### Problem to work on
Taking each line of the records in turn, count those containing "spike" and report only the number.

### Data provided
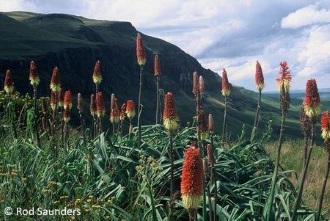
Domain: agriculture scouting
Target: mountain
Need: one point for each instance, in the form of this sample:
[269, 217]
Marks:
[74, 44]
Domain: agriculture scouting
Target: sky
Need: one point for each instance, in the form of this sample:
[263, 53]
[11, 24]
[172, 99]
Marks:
[230, 34]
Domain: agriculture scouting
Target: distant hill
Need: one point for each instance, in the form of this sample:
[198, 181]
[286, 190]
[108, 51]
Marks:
[75, 43]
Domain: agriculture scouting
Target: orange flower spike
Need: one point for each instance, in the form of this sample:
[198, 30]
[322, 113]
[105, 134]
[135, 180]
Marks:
[79, 102]
[195, 83]
[115, 113]
[225, 87]
[55, 81]
[112, 101]
[312, 100]
[130, 109]
[60, 98]
[43, 105]
[170, 117]
[8, 84]
[201, 85]
[99, 105]
[52, 100]
[157, 69]
[66, 115]
[283, 82]
[122, 112]
[259, 77]
[34, 76]
[97, 76]
[325, 126]
[67, 104]
[140, 52]
[93, 105]
[192, 178]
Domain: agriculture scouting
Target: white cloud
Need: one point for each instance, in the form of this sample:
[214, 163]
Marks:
[309, 15]
[315, 56]
[17, 5]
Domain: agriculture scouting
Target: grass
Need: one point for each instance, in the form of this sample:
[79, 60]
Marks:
[291, 159]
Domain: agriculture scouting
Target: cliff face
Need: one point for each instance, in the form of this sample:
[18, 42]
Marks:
[74, 44]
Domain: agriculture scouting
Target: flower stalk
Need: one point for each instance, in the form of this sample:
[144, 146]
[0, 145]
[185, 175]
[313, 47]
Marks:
[141, 60]
[259, 80]
[283, 84]
[225, 90]
[311, 106]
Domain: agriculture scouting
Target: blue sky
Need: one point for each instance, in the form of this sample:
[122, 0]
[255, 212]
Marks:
[222, 33]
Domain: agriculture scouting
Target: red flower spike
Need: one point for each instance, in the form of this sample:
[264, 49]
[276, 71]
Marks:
[99, 105]
[325, 126]
[283, 82]
[192, 178]
[60, 98]
[170, 117]
[259, 77]
[140, 53]
[52, 100]
[8, 84]
[67, 104]
[66, 115]
[225, 87]
[97, 76]
[79, 102]
[34, 76]
[201, 86]
[55, 81]
[93, 105]
[130, 109]
[312, 100]
[115, 113]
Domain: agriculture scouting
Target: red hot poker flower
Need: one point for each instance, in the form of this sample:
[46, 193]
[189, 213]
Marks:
[55, 81]
[259, 77]
[311, 101]
[325, 126]
[201, 85]
[67, 104]
[34, 76]
[93, 105]
[115, 113]
[157, 66]
[140, 53]
[130, 109]
[79, 102]
[170, 117]
[99, 105]
[97, 76]
[52, 100]
[283, 82]
[66, 115]
[192, 178]
[8, 84]
[225, 87]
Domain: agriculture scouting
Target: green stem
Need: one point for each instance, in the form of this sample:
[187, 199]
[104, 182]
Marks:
[36, 115]
[158, 100]
[172, 178]
[256, 120]
[224, 120]
[323, 189]
[302, 181]
[140, 106]
[273, 185]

### Response for this exercise
2